## Verilen alıştırma
Aşağıdaki materyalin tamamını iki sütunlu bir CSV olarak yaz: sütun adları "metin" ve "yanıt" olsun, her metin cevabıyla birlikte ayrı bir satırda yer alsın. Her değer tırnak içinde tek bir alanda dursun ve satır sonları boşluğa çevrilsin.

## Alıştırma materyali
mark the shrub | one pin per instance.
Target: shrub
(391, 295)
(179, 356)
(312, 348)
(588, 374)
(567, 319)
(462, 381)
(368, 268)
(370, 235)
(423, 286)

## Cevap
metin,yanıt
"mark the shrub | one pin per instance. Target: shrub","(391, 295) (179, 356) (312, 348) (588, 374) (567, 319) (462, 381) (368, 268) (370, 235) (423, 286)"